- _YOUR TASK_
Reproduce verbatim the stretch of the material from the line containing "In which part of the picture is the shirt sleeve?" through the line containing "[22,62,180,169]", including both of those lines.
***** EXERCISE MATERIAL *****
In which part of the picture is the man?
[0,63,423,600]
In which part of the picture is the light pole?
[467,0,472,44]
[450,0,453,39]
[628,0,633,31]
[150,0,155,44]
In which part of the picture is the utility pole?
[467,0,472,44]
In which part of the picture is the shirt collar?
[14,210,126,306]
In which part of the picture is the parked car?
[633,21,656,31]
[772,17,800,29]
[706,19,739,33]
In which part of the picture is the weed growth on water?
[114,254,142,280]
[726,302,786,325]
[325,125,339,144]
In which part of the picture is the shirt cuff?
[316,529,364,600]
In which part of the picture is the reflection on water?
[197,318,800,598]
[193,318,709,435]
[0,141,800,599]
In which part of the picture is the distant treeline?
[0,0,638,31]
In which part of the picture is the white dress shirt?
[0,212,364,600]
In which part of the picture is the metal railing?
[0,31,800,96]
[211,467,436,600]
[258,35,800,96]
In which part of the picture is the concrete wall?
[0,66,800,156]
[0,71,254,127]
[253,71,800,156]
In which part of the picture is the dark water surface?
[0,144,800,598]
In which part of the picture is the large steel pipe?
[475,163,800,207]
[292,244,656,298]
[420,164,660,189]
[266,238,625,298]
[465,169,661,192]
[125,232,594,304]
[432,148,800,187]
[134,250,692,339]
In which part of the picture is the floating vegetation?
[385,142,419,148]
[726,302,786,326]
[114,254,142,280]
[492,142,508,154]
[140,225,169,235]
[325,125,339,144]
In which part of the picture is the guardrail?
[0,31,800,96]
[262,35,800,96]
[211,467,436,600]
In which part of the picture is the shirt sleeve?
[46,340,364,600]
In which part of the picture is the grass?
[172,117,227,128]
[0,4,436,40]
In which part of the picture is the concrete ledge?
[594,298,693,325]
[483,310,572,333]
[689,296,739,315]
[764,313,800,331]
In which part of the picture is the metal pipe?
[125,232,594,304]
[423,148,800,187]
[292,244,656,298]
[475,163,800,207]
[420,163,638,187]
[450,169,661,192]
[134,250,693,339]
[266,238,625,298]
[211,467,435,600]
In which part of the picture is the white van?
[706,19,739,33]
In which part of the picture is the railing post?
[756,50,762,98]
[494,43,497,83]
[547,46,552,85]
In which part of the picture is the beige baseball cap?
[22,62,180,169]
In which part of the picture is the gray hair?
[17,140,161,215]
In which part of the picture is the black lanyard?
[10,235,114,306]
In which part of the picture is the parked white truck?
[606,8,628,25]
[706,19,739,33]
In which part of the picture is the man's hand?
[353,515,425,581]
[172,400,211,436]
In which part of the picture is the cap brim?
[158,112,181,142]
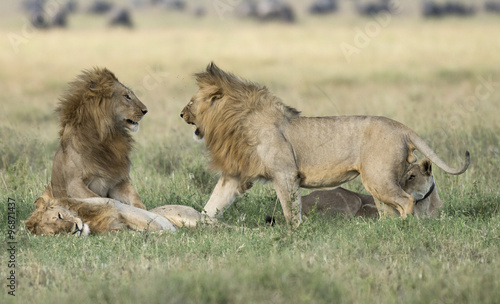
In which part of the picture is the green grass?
[0,2,500,303]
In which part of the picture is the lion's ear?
[210,93,223,105]
[34,197,47,209]
[420,158,432,176]
[89,80,97,91]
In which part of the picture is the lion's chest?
[88,177,117,197]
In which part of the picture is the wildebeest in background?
[257,0,295,23]
[354,0,391,16]
[88,0,113,15]
[309,0,338,15]
[193,5,207,17]
[23,0,69,29]
[159,0,186,11]
[484,1,500,14]
[422,1,476,18]
[234,0,257,17]
[108,7,134,28]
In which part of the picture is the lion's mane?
[195,63,300,190]
[25,197,125,234]
[56,68,133,177]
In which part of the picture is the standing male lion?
[44,68,148,209]
[181,63,470,224]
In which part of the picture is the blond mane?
[56,68,133,177]
[195,63,300,189]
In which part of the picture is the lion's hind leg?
[362,178,415,218]
[273,174,302,226]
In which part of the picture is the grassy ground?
[0,2,500,303]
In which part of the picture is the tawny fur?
[302,159,443,218]
[25,197,180,235]
[181,63,470,224]
[44,68,147,209]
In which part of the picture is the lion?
[302,159,443,218]
[25,197,216,236]
[181,62,470,225]
[44,68,148,209]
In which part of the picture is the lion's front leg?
[273,174,302,226]
[203,175,241,217]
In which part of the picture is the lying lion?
[44,68,148,209]
[25,197,215,236]
[181,63,470,224]
[302,159,443,218]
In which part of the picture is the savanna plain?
[0,1,500,303]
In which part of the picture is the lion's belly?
[300,169,359,188]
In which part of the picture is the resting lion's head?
[58,68,148,140]
[25,197,90,236]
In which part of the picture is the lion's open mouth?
[126,119,139,126]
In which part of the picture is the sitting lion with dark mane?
[44,68,148,209]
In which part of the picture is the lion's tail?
[408,132,470,175]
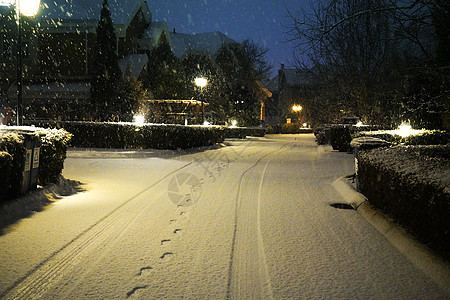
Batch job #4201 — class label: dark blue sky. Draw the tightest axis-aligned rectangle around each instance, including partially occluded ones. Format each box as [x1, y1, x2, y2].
[147, 0, 309, 74]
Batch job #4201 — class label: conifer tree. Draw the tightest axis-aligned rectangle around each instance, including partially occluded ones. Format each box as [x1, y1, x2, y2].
[146, 35, 186, 99]
[91, 0, 122, 120]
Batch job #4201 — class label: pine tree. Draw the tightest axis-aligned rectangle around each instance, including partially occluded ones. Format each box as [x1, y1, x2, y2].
[146, 36, 186, 99]
[91, 0, 122, 120]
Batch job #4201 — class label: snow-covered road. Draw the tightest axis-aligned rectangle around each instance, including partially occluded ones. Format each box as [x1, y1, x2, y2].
[0, 135, 450, 299]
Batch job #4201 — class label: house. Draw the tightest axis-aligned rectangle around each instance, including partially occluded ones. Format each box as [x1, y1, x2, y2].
[266, 64, 313, 125]
[0, 0, 171, 108]
[0, 0, 243, 122]
[170, 29, 236, 58]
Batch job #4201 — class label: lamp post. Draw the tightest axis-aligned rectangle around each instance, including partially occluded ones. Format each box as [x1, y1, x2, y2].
[195, 77, 208, 124]
[16, 0, 40, 125]
[292, 104, 303, 123]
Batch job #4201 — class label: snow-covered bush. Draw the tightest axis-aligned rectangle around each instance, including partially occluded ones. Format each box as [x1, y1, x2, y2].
[281, 123, 312, 134]
[352, 130, 450, 145]
[224, 127, 266, 139]
[28, 122, 224, 149]
[38, 129, 72, 185]
[0, 132, 25, 198]
[330, 125, 352, 152]
[0, 151, 13, 202]
[358, 145, 450, 254]
[0, 128, 71, 200]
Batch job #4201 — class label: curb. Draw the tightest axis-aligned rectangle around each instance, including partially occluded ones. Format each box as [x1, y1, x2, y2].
[331, 177, 450, 295]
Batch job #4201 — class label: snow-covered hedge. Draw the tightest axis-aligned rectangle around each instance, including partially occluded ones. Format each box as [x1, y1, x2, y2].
[358, 145, 450, 254]
[0, 132, 26, 198]
[39, 129, 72, 185]
[352, 130, 450, 145]
[0, 127, 71, 200]
[281, 123, 312, 134]
[0, 151, 12, 202]
[27, 122, 234, 149]
[223, 127, 266, 139]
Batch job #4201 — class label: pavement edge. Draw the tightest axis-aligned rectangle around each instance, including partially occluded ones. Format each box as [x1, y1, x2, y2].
[331, 176, 450, 295]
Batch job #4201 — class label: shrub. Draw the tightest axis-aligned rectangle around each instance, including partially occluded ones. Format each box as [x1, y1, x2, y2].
[330, 125, 352, 152]
[0, 151, 13, 202]
[353, 130, 450, 145]
[0, 132, 26, 198]
[223, 127, 266, 139]
[25, 122, 232, 149]
[39, 129, 72, 185]
[358, 145, 450, 253]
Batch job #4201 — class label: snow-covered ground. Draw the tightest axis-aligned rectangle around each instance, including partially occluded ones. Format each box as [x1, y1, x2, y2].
[0, 134, 450, 299]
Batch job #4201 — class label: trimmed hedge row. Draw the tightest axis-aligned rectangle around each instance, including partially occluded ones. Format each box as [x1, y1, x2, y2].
[39, 129, 72, 185]
[358, 145, 450, 258]
[316, 125, 450, 151]
[223, 127, 266, 139]
[0, 151, 13, 202]
[281, 123, 313, 134]
[0, 127, 72, 200]
[27, 122, 265, 149]
[353, 130, 450, 145]
[0, 133, 26, 200]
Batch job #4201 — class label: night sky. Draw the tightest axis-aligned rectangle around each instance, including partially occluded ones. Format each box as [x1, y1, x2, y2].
[147, 0, 309, 76]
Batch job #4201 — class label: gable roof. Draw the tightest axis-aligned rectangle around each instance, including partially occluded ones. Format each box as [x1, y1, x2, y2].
[119, 54, 148, 78]
[140, 21, 172, 49]
[170, 31, 236, 57]
[279, 68, 310, 86]
[38, 0, 151, 35]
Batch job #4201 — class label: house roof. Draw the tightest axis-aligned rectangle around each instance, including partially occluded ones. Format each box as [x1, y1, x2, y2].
[140, 21, 172, 48]
[119, 54, 148, 78]
[278, 68, 310, 86]
[170, 31, 236, 57]
[40, 0, 143, 24]
[266, 75, 278, 93]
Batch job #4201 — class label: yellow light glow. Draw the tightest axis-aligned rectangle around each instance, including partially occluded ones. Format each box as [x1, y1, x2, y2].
[195, 77, 208, 88]
[133, 115, 145, 126]
[393, 123, 424, 137]
[17, 0, 40, 17]
[292, 105, 303, 112]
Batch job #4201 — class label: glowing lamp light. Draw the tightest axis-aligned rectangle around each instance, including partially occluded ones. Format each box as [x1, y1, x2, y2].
[394, 123, 424, 137]
[292, 105, 303, 112]
[195, 77, 208, 88]
[133, 115, 145, 126]
[17, 0, 40, 17]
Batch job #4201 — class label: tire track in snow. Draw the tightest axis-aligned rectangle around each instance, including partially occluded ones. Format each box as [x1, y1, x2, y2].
[227, 144, 293, 299]
[0, 162, 194, 299]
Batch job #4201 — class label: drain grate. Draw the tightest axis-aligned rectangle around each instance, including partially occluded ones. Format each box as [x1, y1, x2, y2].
[330, 203, 355, 209]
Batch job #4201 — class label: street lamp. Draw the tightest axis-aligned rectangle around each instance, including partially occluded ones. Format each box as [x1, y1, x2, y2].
[292, 104, 303, 123]
[16, 0, 40, 125]
[292, 105, 303, 112]
[195, 77, 208, 124]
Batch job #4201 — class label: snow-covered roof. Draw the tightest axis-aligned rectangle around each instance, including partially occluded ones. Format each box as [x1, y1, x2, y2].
[119, 54, 148, 78]
[7, 82, 91, 99]
[170, 31, 236, 57]
[140, 21, 172, 49]
[38, 0, 151, 35]
[279, 68, 310, 86]
[266, 75, 278, 93]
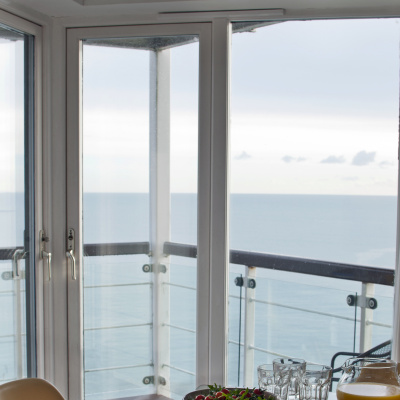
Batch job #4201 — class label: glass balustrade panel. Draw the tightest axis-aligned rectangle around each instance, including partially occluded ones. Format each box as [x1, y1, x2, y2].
[229, 19, 400, 386]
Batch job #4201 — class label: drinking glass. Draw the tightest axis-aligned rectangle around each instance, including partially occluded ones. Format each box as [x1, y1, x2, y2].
[273, 358, 306, 400]
[336, 358, 400, 400]
[299, 364, 332, 400]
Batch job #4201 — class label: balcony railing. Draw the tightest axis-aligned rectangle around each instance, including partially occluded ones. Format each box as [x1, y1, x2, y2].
[0, 242, 394, 394]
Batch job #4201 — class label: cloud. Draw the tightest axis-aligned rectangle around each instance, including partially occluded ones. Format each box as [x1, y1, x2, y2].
[321, 156, 346, 164]
[379, 161, 393, 168]
[282, 155, 307, 164]
[352, 150, 376, 166]
[235, 151, 251, 160]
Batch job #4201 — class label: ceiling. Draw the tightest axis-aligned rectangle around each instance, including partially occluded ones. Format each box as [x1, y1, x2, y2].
[0, 0, 400, 17]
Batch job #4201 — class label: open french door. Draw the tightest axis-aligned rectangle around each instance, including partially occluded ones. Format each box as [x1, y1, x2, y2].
[66, 24, 211, 399]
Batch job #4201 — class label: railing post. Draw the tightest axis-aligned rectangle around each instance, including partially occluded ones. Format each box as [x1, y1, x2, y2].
[150, 49, 170, 397]
[243, 266, 256, 387]
[360, 282, 375, 353]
*****
- _COMPLETE ANSWER_
In which part of the picture is the shirt sleeve?
[46,340,364,600]
In which part of the picture is the grass?
[172,117,227,128]
[0,4,436,40]
In which part of the picture is the concrete ledge?
[594,298,693,325]
[483,310,572,333]
[689,296,739,315]
[764,313,800,331]
In which part of the picture is the metal pipe?
[125,232,594,304]
[423,148,800,187]
[292,244,656,298]
[475,163,800,207]
[420,163,638,187]
[450,169,661,192]
[134,250,693,339]
[266,238,625,298]
[211,467,435,600]
In which part of the picture is the white van?
[706,19,739,33]
In which part of the picture is the railing post?
[756,50,762,98]
[494,43,497,83]
[547,46,552,85]
In which part of the picture is the beige baseball cap?
[22,62,180,169]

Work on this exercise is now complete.